_PAGE TEXT_.
**********

Transmembrane protein 222 is a protein that in humans is encoded by the TMEM222 gene. One notable feature of the protein encoded by this gene is the presence of three predicted transmembrane domains. The TMEM222 protein is predicted to most likely localize to the secretory vesicles.

Gene Features

TMEM222 has a domain of unknown function (DUF778). Aliases of this gene include DKFZP564D0478, RP11-4K3__A.4, C1orf160, and MGC111002. Accession NM_032125.2, the longest coding sequence (1629 bp), encodes a protein of 208 amino acid residues (23230 Daltons), which is considered the consensus coding sequence (CCDS297.2). There are two isoforms of the protein encoded by this gene. They are similar except the second (Q9H0R3-2) is lacking the first 96 amino acid residues that are present in the first (Q9H0R3-1).

Gene Expression

ACEVIEW has labeled TMEM222 as highly expressed with 3.8 times more expression than the average gene in the database. There is expression evidence from 166 tissues including brain, lung, colon, kidney, and placenta.

Homology

Orthologs and distant homologs of the human TMEM222 have been identified throughout Eukaryota especially in plants and animals. No paralogs of this gene have been found in the human genome.

Distant Homolog

A distant homolog of TMEM222, RTH (RTE1-Homolog), is a homolog of RTE1 (Reversion-to-Ethylene Perception 1), which is known to induce conformational changes in ETR1 (Ethylene receptor 1) that result in negative regulation corresponding with loss of ethylene perception.

**********

_DATASET RECORDS_.

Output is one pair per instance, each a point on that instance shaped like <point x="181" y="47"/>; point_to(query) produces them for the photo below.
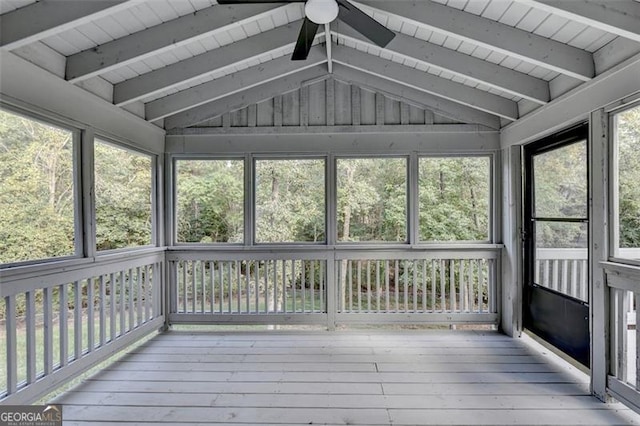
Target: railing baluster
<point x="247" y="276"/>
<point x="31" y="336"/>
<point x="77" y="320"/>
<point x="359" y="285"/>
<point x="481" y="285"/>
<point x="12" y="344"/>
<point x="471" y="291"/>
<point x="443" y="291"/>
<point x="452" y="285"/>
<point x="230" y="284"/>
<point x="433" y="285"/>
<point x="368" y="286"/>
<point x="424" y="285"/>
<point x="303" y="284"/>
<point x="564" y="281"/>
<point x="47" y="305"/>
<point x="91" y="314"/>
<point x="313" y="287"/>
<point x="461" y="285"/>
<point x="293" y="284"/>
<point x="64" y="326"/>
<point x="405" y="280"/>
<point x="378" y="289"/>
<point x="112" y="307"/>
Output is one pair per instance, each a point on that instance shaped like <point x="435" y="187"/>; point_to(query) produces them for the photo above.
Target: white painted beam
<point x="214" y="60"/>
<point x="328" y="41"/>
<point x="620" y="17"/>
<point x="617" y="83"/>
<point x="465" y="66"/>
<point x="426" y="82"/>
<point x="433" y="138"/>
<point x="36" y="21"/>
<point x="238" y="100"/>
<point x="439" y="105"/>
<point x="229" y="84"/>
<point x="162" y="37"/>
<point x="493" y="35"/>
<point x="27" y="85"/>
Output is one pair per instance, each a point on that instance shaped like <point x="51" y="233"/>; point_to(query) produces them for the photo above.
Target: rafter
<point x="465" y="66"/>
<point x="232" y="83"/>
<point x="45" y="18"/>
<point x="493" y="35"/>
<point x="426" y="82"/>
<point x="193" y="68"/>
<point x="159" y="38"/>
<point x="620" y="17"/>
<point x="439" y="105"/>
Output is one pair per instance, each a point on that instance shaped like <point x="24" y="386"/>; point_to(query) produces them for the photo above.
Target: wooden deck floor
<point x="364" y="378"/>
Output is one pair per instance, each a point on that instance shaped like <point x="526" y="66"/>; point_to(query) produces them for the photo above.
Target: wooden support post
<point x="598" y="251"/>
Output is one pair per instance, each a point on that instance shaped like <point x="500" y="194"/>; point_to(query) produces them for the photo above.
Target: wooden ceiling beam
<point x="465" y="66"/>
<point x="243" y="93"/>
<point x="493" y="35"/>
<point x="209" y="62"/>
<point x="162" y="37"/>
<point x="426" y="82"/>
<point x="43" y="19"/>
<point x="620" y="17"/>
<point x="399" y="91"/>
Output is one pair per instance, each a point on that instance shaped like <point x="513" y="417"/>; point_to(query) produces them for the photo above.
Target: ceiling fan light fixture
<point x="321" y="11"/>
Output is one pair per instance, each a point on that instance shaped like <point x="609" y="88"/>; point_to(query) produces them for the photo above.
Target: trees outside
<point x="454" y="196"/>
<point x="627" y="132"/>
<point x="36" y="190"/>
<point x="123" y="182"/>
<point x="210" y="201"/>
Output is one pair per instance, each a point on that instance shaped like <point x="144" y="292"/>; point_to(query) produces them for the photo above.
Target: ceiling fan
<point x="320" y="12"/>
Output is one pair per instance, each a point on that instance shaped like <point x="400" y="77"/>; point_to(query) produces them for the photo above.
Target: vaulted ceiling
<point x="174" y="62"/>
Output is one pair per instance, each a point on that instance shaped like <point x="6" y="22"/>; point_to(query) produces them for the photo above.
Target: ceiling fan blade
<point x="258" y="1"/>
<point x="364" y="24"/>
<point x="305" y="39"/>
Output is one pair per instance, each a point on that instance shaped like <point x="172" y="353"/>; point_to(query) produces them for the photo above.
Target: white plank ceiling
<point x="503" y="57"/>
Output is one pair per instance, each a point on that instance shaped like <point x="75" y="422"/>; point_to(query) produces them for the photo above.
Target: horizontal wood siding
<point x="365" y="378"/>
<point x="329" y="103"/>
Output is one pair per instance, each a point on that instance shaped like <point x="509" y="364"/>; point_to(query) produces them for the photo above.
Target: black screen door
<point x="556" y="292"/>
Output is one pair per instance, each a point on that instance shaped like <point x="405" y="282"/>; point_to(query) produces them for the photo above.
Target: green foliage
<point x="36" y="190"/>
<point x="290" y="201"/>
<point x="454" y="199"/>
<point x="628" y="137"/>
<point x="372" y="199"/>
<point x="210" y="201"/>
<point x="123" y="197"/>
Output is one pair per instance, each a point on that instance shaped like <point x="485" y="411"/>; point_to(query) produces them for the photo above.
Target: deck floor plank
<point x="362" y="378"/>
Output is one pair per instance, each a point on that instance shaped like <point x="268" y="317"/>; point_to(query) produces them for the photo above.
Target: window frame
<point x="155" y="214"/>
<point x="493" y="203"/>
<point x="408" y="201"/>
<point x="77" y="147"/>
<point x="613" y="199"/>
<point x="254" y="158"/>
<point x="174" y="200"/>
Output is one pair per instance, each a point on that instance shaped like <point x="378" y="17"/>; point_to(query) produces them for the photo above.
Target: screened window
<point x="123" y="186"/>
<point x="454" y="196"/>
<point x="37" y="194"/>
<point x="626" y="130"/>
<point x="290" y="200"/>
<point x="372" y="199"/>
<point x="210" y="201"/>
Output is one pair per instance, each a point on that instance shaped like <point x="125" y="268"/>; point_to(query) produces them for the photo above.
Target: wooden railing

**********

Write out the TMEM222 protein text above in full, word for word, without any of the material that follows it.

Transmembrane protein 222 is a protein that in humans is encoded by the TMEM222 gene. One notable feature of the protein encoded by this gene is the presence of three predicted transmembrane domains. The TMEM222 protein is predicted to most likely localize to the secretory vesicles.

Gene Features

TMEM222 has a domain of unknown function (DUF778). Aliases of this gene include DKFZP564D0478, RP11-4K3__A.4, C1orf160, and MGC111002. Accession NM_032125.2, the longest coding sequence (1629 bp), encodes a protein of 208 amino acid residues (23230 Daltons), which is considered the consensus coding sequence (CCDS297.2). There are two isoforms of the protein encoded by this gene. They are similar except the second (Q9H0R3-2) is lacking the first 96 amino acid residues that are present in the first (Q9H0R3-1).

Gene Expression

ACEVIEW has labeled TMEM222 as highly expressed with 3.8 times more expression than the average gene in the database. There is expression evidence from 166 tissues including brain, lung, colon, kidney, and placenta.

Homology

Orthologs and distant homologs of the human TMEM222 have been identified throughout Eukaryota especially in plants and animals. No paralogs of this gene have been found in the human genome.

Distant Homolog

A distant homolog of TMEM222, RTH (RTE1-Homolog), is a homolog of RTE1 (Reversion-to-Ethylene Perception 1), which is known to induce conformational changes in ETR1 (Ethylene receptor 1) that result in negative regulation corresponding with loss of ethylene perception.